-------- SELECTED PASSAGE --------

The Bill Hall Trailhead was two cairns sitting on the rim of the Canyon with the trail going straight down the side, through white rock, sharp, steep, with big steps, straight down. We moved slowly and I was able to stay with Nancy. I even led the hike a couple of times as the steepness leveled out and we started traversing the side of the cliff on a rolling path, with the side of the cliff straight up on our right and straight down on our left. The trail was easy to follow, but nothing like the well manicured and switchbacked corridor trails. The views were magnificent, the sky cloudless, the temperature perfect - I wanted so badly to just feel strong and happy to be alive, but underneath I felt anxious - Am I going to make it? This pack weighs a ton, my legs feel like lead, and we have ten more miles of this before we rest?
We reached a place in the trail that a trip report had described as the 49 switchback section - it was a 15-foot downclimb - where we met the men who were carrying our cache water. They generously offered to take our packs so we lowered them down and downclimbed the section with relative ease. We stood and talked with them for a while. They had decided not to hike all the way down to the Esplanade and said they would cache one gallon of water at the end of their day hike, wherever that turned out to be. Nancy grabbed the other gallon and we started down a series of less steep switchbacks, with a huge expanse of Canyon below us. The Esplanade is a layer that is visible only West of Powell Plateau on the North side of the river, and Garnet Canyon on the South. It is a relatively flat area full of red sandstone and amazing rock shapes carved by wind and water. We reached the intersection of the Thunder River Trail, our first major waypoint.
Walking along the Esplanade was an exercise in staying upright - the views were amazing and everywhere were huge rock shapes and water carved overhangs offering a bit of shade. The footing was good and I spent more time looking up and out than at the trail so the occasional stumble became part of my ritual. We came to a deep overhang with a cave scoured into the rock that went back maybe 30 feet. A perfect spot to cache our second gallon of water. We had written on the bottle Piper - please leave! - and we left it on a shelf of rock about halfway toward the back of the cave. It should be safe there. We had already seen evidence of other water caches and knew no one would take it. Everyone would know our survival depended on it being there for us on the hike out.
I began feeling better as we sat in the shade and ate. Our overhang was part of a huge amphitheatre of red slickrock - we memorized the location and knew we would easily find this place again on our way back. After a brief rest we resumed our trek toward the next major downclimb to Surprise Valley. We crested the redwall cliff and started down a jumble of rocks on an unmaintained but recognizable trail. It was hot. I was feeling it. My pack was heavy and a muscle in my back was in spasm - high on my back, unrelenting. The worst part was that as the day wore on I realized that as soon as I put the pack on the muscle would tighten up and as soon as I took the pack off it released. I tried to ignore it, to put it in a place where I wouldn't feel it, to keep it away from my awareness, but I'm lousy at compartmentalizing and the discomfort stayed right on the edge of my consciousness.

-------- SUPPLIED RECORDS --------

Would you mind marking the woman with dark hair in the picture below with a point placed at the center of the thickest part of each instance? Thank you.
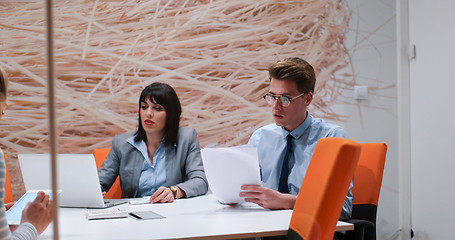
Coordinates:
(159, 159)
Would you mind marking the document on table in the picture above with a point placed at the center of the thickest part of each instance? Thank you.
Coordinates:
(227, 169)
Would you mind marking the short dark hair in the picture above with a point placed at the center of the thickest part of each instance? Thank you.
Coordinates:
(297, 70)
(164, 95)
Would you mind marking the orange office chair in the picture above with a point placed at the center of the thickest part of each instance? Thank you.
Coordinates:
(324, 188)
(367, 185)
(114, 192)
(8, 190)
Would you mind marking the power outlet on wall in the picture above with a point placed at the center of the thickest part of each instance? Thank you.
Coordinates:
(360, 92)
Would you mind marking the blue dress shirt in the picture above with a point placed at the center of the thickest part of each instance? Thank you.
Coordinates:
(153, 175)
(270, 141)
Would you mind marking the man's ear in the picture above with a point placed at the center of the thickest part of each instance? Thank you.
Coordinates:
(308, 98)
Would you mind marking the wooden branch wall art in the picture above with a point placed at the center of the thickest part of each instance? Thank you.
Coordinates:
(215, 53)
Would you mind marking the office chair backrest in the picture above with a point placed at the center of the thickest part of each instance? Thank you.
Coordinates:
(8, 190)
(324, 188)
(367, 186)
(115, 191)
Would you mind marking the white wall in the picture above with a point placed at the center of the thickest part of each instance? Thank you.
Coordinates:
(372, 40)
(432, 86)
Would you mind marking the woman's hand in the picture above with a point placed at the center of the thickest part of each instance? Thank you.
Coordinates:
(162, 195)
(38, 212)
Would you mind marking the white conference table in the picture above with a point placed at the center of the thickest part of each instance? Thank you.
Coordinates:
(196, 218)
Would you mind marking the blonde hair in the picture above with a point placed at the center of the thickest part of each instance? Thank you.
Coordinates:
(3, 84)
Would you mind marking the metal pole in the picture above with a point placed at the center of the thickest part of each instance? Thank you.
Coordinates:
(51, 111)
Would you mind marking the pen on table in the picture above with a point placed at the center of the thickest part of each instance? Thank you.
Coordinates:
(140, 201)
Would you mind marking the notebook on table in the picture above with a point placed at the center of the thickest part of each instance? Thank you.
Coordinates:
(77, 178)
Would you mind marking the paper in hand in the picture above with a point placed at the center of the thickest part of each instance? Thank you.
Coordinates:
(227, 169)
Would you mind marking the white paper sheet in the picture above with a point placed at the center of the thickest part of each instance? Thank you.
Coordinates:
(227, 169)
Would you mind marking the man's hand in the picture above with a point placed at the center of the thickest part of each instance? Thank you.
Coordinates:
(38, 212)
(162, 195)
(267, 198)
(9, 205)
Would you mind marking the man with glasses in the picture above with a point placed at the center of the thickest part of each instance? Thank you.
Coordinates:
(285, 147)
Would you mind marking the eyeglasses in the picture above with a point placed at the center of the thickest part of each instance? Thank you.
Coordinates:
(284, 100)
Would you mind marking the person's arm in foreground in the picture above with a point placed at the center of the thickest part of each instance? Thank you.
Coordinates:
(267, 198)
(36, 216)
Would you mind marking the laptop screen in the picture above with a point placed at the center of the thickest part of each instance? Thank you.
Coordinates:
(77, 178)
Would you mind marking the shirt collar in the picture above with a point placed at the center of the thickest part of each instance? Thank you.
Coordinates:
(298, 132)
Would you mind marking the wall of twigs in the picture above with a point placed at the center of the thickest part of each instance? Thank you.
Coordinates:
(213, 52)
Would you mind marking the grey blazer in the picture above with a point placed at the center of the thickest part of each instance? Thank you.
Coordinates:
(183, 165)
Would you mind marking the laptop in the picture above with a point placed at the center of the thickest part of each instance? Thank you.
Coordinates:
(77, 178)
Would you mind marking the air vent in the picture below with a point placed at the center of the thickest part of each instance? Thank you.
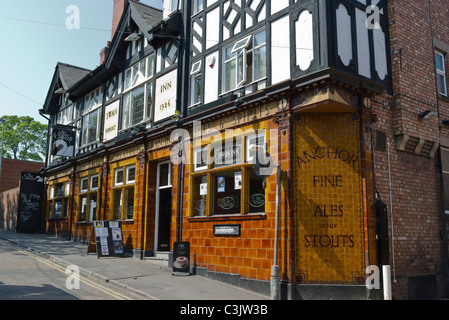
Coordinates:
(380, 140)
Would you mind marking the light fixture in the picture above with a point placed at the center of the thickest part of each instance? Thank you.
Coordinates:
(133, 37)
(427, 115)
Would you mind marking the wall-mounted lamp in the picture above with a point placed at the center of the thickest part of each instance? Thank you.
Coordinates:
(426, 115)
(133, 37)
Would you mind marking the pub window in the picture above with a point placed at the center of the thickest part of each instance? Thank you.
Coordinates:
(445, 169)
(441, 73)
(225, 184)
(88, 199)
(198, 5)
(58, 200)
(195, 84)
(91, 125)
(123, 193)
(245, 62)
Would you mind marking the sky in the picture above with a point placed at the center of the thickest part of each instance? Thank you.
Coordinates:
(35, 36)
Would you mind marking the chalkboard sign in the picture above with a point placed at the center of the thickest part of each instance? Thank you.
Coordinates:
(108, 239)
(29, 217)
(63, 141)
(181, 259)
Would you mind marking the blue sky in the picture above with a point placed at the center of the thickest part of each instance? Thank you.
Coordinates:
(34, 38)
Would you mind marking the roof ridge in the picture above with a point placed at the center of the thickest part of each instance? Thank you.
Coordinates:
(72, 66)
(146, 5)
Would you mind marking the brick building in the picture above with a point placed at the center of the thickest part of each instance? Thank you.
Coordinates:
(11, 169)
(341, 95)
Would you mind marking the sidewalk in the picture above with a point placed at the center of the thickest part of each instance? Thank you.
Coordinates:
(151, 279)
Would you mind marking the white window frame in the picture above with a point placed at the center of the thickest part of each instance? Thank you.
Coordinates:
(135, 78)
(198, 6)
(194, 73)
(441, 72)
(81, 184)
(118, 184)
(196, 168)
(249, 145)
(91, 182)
(86, 138)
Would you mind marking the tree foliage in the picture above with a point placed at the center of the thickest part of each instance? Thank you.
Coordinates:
(25, 138)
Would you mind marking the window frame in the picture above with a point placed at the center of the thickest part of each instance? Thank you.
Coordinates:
(441, 72)
(137, 79)
(123, 190)
(237, 54)
(242, 168)
(89, 194)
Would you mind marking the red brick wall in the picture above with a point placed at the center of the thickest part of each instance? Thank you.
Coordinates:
(9, 202)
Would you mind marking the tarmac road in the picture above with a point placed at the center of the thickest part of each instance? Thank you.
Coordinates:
(27, 276)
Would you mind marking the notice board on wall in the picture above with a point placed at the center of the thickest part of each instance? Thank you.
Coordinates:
(30, 202)
(107, 239)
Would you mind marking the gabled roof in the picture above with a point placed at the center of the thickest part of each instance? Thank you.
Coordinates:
(64, 77)
(145, 17)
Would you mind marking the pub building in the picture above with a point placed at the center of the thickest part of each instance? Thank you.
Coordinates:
(170, 131)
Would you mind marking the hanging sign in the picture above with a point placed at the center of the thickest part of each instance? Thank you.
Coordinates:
(107, 239)
(30, 202)
(63, 141)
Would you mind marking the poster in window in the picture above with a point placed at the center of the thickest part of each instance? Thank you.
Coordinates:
(238, 180)
(221, 182)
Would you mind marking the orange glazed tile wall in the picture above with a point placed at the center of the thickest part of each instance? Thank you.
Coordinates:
(328, 196)
(251, 254)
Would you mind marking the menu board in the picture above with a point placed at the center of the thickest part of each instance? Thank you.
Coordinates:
(108, 239)
(30, 202)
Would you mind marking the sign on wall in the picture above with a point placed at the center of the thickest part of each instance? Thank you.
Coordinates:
(111, 115)
(63, 141)
(165, 96)
(328, 200)
(30, 202)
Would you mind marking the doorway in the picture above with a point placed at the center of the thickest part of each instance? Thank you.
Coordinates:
(163, 207)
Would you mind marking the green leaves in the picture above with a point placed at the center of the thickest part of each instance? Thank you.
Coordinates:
(25, 138)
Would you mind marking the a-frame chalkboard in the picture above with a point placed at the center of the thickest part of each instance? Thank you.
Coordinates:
(107, 237)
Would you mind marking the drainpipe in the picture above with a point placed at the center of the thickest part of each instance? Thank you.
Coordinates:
(179, 191)
(391, 217)
(275, 287)
(440, 165)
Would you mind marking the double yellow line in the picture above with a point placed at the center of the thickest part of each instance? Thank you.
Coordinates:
(58, 267)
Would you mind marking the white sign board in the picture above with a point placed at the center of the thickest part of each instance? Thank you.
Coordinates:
(165, 96)
(111, 120)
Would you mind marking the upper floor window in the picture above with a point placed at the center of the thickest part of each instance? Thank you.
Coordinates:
(138, 95)
(441, 73)
(198, 5)
(65, 116)
(245, 61)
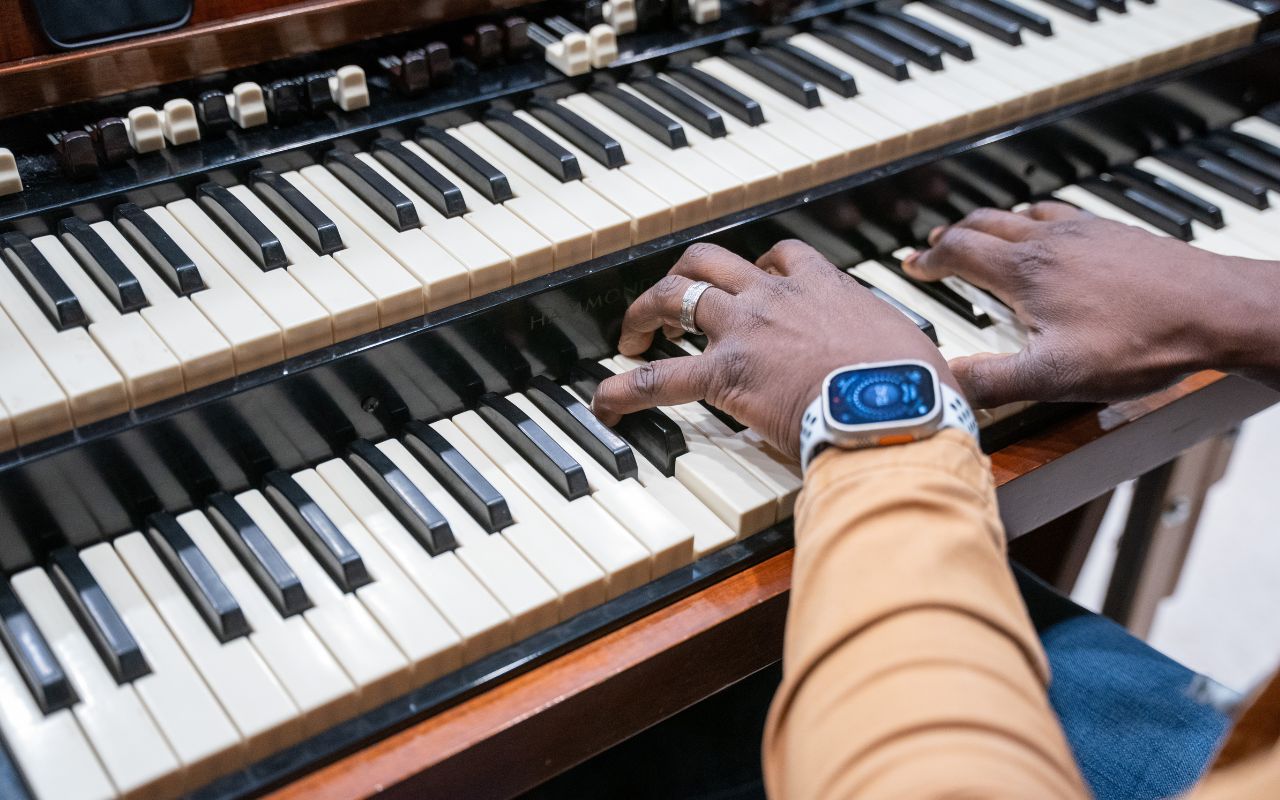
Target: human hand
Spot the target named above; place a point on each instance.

--------

DIRECTIONS >>
#1 Please extract everything in the canyon hike account from "Walking along the" down to "the hike out.", word for word.
#2 Turn the paragraph of the canyon hike account that begins "Walking along the Esplanade was" into a short bulleted list of its main facts.
#3 Render this sentence from the canyon hike account in Spanish: "We reached the intersection of the Thunder River Trail, our first major waypoint."
The records aren't needed for this work.

ANSWERS FOR THIS EXERCISE >>
#1
Walking along the Esplanade was an exercise in staying upright - the views were amazing and everywhere were huge rock shapes and water carved overhangs offering a bit of shade. The footing was good and I spent more time looking up and out than at the trail so the occasional stumble became part of my ritual. We came to a deep overhang with a cave scoured into the rock that went back maybe 30 feet. A perfect spot to cache our second gallon of water. We had written on the bottle Piper - please leave! - and we left it on a shelf of rock about halfway toward the back of the cave. It should be safe there. We had already seen evidence of other water caches and knew no one would take it. Everyone would know our survival depended on it being there for us on the hike out.

#2
- Walking along the Esplanade took effort to stay upright, with amazing views, huge rock shapes and water-carved overhangs that offered some shade.
- The footing was good, but more time went to looking up and out than at the trail, so occasional stumbles became routine.
- They came to a deep overhang with a cave reaching back roughly 30 feet, a perfect spot to cache their second gallon of water.
- The bottle, marked "Piper - please leave!", was placed on a rock shelf about halfway toward the back of the cave.
- Having already seen other water caches, they knew no one would take it, since everyone would understand their survival on the hike out depended on it.

#3 Llegamos al cruce del Thunder River Trail, nuestro primer punto de referencia importante.